→ Problem to solve
Turn all of the material below into a Markdown table with the columns Row and Line, numbering each line in order and leaving out blank lines.
----- Supplied entries -----
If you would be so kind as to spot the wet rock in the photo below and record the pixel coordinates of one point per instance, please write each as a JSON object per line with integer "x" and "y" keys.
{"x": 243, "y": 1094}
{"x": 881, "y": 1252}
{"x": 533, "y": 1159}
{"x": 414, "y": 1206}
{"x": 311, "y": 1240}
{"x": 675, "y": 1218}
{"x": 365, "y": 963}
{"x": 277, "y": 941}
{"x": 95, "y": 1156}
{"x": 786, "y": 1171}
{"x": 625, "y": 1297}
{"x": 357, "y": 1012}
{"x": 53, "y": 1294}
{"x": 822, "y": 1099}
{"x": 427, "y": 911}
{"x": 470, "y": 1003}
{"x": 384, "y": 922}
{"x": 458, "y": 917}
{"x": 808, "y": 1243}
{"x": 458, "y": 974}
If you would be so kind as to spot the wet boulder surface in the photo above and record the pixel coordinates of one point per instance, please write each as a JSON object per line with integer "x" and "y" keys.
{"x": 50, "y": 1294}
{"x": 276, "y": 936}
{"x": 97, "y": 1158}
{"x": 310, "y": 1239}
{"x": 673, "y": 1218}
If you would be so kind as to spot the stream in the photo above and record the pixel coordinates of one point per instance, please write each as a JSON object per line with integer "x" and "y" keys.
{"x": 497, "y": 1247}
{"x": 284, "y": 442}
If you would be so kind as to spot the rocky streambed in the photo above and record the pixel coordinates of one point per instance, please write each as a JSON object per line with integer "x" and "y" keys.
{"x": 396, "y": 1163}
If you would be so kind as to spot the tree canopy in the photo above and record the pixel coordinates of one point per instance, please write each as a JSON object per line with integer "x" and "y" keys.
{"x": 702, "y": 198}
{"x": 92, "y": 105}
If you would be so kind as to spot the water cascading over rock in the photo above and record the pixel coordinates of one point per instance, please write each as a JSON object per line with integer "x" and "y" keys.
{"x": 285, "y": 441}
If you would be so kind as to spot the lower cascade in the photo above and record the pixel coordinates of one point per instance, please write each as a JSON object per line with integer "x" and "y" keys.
-----
→ Solution to this exercise
| Row | Line |
|---|---|
| 1 | If you would be so kind as to spot the wet rock in the photo below and record the pixel coordinates of one point per instance, please write each as a JSON object per line with integer "x" and "y" keys. |
| 2 | {"x": 243, "y": 1094} |
| 3 | {"x": 881, "y": 1252} |
| 4 | {"x": 533, "y": 1159} |
| 5 | {"x": 414, "y": 1206} |
| 6 | {"x": 311, "y": 1240} |
| 7 | {"x": 675, "y": 1218} |
| 8 | {"x": 365, "y": 963} |
| 9 | {"x": 277, "y": 941} |
| 10 | {"x": 95, "y": 1156} |
| 11 | {"x": 786, "y": 1171} |
| 12 | {"x": 625, "y": 1297} |
| 13 | {"x": 357, "y": 1012} |
| 14 | {"x": 53, "y": 1294} |
| 15 | {"x": 822, "y": 1099} |
| 16 | {"x": 427, "y": 911} |
| 17 | {"x": 470, "y": 1003} |
| 18 | {"x": 384, "y": 922} |
| 19 | {"x": 458, "y": 917} |
| 20 | {"x": 808, "y": 1243} |
| 21 | {"x": 458, "y": 974} |
| 22 | If you would be so kind as to spot the wet boulder surface in the photo above and record the pixel coordinates of one point per instance, please write each as a JSON object per line with integer "x" and "y" keys. |
| 23 | {"x": 50, "y": 1294} |
| 24 | {"x": 276, "y": 936} |
| 25 | {"x": 97, "y": 1158} |
| 26 | {"x": 310, "y": 1239} |
| 27 | {"x": 673, "y": 1218} |
| 28 | If you would be so kind as to spot the stream in the photo above and record the pixel coordinates of one point per instance, please write each as a JSON object per line with integer "x" and "y" keys. |
| 29 | {"x": 497, "y": 1247} |
| 30 | {"x": 284, "y": 442} |
| 31 | If you would be so kind as to spot the rocky streambed in the photo above and record the pixel coordinates of one point per instance, please write each as a JSON object per line with integer "x" and "y" keys. |
| 32 | {"x": 396, "y": 1163} |
| 33 | If you would be so kind as to spot the tree canopy in the photo above and record the pixel coordinates of one point per instance, please write each as a JSON object per line with integer "x" and "y" keys. |
| 34 | {"x": 702, "y": 198} |
| 35 | {"x": 92, "y": 105} |
| 36 | If you would be so kind as to spot the water cascading over rock in the photo above and record the pixel coordinates of one point per instance, please write each as a JSON object per line with integer "x" and "y" keys. |
| 37 | {"x": 285, "y": 441} |
| 38 | If you would be so kind as to spot the lower cascade in the photo above and record the pixel coordinates of one point per instance, please write each as a JSON object per line with integer "x" and "y" keys. |